● Goal of the exercise:
Which lines below contain the string "wearing", with case counting? Identify each one and copy it out in full.

● Given data:
[Start]

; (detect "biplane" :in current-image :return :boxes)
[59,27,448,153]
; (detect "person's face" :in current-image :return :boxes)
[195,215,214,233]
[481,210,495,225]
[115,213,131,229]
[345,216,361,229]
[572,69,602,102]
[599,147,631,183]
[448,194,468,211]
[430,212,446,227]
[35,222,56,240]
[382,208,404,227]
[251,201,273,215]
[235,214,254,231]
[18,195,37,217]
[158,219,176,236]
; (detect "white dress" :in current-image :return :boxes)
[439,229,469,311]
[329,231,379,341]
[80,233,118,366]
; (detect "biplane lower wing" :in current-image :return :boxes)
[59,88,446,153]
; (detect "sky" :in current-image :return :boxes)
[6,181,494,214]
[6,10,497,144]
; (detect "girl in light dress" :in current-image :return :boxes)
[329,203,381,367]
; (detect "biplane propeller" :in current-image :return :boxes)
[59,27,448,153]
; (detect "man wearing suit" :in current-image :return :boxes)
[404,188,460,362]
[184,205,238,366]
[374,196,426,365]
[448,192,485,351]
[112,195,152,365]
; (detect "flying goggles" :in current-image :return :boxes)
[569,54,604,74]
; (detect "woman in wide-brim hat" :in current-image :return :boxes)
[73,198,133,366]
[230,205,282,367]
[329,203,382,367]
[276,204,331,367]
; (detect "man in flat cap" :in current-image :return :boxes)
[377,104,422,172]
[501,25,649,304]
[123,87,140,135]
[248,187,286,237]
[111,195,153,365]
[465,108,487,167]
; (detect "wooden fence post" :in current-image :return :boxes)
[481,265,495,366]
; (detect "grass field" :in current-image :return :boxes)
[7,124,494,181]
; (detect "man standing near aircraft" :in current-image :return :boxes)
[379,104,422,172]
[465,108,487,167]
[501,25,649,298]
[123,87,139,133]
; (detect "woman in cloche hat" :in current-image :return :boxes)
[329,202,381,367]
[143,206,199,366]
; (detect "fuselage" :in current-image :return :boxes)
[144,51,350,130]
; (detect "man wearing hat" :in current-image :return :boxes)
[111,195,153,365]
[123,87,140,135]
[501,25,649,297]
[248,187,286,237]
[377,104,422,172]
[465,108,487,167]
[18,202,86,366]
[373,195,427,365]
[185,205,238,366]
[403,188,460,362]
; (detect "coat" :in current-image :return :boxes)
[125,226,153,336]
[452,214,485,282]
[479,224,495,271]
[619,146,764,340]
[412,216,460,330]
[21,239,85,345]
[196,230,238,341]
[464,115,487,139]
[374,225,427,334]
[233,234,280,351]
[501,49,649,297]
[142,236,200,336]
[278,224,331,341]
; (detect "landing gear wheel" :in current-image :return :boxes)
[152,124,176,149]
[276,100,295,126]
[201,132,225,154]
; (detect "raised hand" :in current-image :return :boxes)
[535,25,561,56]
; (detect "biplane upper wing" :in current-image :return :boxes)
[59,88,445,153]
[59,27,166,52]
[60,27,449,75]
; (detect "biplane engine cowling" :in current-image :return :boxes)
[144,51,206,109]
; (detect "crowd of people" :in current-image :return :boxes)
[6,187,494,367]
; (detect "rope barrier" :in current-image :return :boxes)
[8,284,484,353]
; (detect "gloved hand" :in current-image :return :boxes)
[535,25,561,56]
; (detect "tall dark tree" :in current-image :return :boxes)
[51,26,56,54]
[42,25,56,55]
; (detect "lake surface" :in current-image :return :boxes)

[End]

● Result for this task:
; (detect "man wearing suit" :in current-image :return :boxes)
; (detect "man wearing hat" :in current-image :return :boxes)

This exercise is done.